**Work to do**:
Give back only the lines from the one with "Indicate the mailbox post" through the last line of the data, exactly as they appear.

[Excerpts from point annotation data]
***
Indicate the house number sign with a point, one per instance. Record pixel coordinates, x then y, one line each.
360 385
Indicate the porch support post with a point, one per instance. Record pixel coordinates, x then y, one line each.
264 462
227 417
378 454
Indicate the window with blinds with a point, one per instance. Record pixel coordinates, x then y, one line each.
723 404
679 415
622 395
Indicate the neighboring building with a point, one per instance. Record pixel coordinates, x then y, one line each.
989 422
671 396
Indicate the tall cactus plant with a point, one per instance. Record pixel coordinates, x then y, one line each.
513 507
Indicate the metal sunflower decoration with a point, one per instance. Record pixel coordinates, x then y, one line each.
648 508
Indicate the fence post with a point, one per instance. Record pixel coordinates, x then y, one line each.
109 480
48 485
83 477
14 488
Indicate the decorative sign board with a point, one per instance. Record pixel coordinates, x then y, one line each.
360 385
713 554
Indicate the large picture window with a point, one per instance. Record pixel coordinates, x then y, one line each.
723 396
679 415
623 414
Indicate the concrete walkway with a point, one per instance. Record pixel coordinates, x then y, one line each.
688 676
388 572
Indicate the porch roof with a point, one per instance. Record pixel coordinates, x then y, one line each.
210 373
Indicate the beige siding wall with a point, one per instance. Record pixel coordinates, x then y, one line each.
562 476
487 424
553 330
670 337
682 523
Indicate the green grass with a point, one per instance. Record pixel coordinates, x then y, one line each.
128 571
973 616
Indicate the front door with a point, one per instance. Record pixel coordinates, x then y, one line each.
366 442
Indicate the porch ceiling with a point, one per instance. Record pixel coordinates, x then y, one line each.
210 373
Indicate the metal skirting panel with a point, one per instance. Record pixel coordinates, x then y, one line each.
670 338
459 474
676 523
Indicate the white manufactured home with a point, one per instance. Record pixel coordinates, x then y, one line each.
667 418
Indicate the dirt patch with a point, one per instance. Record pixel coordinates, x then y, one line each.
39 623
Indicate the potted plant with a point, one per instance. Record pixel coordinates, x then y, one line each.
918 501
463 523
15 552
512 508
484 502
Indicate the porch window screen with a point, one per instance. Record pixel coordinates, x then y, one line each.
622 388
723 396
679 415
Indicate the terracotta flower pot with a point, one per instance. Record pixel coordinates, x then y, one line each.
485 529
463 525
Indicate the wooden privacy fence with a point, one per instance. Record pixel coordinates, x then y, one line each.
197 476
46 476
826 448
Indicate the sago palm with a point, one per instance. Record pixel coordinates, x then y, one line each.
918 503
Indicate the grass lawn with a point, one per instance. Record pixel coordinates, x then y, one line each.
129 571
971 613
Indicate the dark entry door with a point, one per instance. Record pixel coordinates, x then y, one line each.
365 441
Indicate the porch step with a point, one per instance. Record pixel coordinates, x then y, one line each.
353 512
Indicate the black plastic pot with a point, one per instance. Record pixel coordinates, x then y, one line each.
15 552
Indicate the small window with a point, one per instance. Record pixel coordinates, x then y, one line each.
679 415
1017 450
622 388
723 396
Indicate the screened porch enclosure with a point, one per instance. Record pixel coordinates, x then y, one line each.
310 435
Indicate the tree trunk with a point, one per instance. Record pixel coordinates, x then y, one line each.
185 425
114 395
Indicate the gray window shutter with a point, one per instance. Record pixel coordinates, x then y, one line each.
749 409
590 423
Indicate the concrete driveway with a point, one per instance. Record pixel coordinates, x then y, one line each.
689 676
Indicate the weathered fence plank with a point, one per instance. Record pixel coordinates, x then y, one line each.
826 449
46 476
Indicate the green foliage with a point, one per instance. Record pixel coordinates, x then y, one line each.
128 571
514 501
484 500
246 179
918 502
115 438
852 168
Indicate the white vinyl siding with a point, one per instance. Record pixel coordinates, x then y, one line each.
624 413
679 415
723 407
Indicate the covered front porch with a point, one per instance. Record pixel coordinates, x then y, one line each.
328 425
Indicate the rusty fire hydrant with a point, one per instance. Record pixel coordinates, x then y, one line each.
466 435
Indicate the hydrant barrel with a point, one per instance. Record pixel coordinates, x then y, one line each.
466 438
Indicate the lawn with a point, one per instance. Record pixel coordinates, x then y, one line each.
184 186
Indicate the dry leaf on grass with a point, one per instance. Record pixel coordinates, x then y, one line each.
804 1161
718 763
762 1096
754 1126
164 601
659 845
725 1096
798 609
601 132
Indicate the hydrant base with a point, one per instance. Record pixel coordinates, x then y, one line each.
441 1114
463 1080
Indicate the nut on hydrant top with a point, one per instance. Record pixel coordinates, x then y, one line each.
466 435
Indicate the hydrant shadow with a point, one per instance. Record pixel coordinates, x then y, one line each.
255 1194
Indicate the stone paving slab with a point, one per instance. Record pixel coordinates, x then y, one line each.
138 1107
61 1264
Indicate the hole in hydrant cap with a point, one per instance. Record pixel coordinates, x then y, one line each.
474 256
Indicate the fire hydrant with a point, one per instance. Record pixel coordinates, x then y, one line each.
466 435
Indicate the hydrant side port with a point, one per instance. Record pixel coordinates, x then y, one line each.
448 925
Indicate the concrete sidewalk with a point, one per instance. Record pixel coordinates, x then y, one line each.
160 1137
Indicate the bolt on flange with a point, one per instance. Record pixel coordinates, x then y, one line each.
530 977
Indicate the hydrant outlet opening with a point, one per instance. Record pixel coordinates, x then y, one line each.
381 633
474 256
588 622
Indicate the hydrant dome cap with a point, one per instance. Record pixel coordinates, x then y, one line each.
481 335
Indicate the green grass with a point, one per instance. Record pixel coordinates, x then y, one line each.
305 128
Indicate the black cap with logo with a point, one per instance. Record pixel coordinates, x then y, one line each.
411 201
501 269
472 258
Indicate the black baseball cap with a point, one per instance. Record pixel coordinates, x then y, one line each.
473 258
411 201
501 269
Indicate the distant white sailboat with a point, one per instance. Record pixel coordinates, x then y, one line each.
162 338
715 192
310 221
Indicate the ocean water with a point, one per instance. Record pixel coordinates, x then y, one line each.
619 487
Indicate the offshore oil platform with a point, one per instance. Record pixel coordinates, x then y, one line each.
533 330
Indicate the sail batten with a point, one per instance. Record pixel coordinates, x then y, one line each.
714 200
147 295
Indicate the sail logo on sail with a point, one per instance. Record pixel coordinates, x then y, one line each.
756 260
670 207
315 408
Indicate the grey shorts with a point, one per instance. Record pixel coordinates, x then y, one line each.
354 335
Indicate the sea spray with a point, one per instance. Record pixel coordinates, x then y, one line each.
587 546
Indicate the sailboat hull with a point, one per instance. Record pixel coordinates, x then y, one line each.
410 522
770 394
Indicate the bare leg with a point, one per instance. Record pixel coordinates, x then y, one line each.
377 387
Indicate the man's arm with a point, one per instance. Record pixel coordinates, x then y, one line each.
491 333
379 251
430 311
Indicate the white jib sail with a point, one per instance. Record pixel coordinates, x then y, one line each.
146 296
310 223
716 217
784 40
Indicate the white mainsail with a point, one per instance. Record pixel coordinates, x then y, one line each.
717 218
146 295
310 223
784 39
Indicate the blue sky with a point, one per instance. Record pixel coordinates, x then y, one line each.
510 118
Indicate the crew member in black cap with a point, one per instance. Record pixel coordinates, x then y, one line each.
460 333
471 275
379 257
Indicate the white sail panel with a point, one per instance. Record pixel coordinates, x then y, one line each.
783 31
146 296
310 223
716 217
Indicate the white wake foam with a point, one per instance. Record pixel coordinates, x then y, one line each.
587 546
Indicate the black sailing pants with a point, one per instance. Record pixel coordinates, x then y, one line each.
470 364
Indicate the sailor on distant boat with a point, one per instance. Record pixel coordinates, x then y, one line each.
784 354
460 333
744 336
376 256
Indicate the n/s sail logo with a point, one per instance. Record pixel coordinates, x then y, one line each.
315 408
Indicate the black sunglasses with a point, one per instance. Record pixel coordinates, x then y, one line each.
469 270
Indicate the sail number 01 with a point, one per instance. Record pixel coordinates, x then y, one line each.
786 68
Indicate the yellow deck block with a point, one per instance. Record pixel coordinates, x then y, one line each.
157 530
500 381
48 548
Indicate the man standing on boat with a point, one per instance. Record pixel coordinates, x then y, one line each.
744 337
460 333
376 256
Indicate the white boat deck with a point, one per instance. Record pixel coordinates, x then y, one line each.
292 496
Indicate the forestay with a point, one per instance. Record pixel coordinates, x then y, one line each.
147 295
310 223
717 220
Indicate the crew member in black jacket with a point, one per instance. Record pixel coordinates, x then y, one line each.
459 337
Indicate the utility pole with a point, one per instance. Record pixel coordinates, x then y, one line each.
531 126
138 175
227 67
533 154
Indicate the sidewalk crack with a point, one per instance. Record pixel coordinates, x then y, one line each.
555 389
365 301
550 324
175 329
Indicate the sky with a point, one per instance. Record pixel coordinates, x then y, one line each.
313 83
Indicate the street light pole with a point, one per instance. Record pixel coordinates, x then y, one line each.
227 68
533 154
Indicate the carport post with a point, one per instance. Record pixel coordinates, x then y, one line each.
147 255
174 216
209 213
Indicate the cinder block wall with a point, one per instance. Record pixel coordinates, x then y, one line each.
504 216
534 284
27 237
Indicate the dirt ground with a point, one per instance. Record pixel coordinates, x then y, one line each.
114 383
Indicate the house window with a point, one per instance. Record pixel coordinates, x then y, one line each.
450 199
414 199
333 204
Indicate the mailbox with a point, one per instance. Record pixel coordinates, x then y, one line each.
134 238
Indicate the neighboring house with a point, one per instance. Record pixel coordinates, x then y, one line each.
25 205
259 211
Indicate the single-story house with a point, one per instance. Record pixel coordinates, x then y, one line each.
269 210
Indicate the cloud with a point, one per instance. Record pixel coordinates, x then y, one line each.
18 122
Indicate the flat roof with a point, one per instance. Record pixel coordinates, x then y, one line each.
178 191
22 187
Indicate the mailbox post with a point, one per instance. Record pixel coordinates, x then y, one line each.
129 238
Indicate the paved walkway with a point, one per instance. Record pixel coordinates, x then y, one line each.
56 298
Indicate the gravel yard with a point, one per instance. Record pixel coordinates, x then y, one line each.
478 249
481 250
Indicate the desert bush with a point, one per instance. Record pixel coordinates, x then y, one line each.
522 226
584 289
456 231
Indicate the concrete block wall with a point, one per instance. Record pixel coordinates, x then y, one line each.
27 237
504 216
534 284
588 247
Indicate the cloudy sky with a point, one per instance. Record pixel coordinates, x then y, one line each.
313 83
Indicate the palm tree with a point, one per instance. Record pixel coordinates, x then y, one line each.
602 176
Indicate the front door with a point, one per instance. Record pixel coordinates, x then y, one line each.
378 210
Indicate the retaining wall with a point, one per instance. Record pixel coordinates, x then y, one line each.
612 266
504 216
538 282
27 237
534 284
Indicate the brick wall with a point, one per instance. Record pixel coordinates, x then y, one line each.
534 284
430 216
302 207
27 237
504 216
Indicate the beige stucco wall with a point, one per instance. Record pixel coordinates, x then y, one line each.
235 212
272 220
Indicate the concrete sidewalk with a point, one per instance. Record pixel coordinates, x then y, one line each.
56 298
***
**Exercise response**:
Indicate the mailbox post with a point, one per instance. Record pixel coordinates, x then y, one line each.
129 238
Indicate the paved walkway with a point, one per instance. Record pixel coordinates, x then y, one line each.
56 298
Indicate the gravel yard with a point, one per instance. Record pixel coordinates, x then y, one line each.
478 249
481 250
Indicate the desert bush with a point, one per instance. Record pixel coordinates, x then y, one line each.
522 226
584 289
456 231
Indicate the concrete block wall with a point, one per instance. Record pixel coordinates, x then y, one line each.
27 237
504 216
534 284
588 247
Indicate the cloudy sky with a point, one per instance. Record pixel coordinates, x then y, one line each.
313 83
Indicate the palm tree with a point, one per instance. Record pixel coordinates, x then y, one line each.
602 176
Indicate the front door with a point, one per instance. Record pixel coordinates, x then y, one line each.
378 210
Indicate the retaining wall with a point, one per instance. Record pixel coordinates, x then y, one line each.
612 266
504 216
538 282
27 237
534 284
Indicate the brick wall with a point, one per instance. Record pixel coordinates, x then y, one line each.
534 284
430 216
302 207
27 237
504 216
Indicate the beige stucco wall with a point, one per instance. Record pixel coordinates, x then y, one line each.
235 212
272 220
Indicate the concrete sidewalk with a point, one per instance. Record pixel coordinates, x then y, one line each.
56 298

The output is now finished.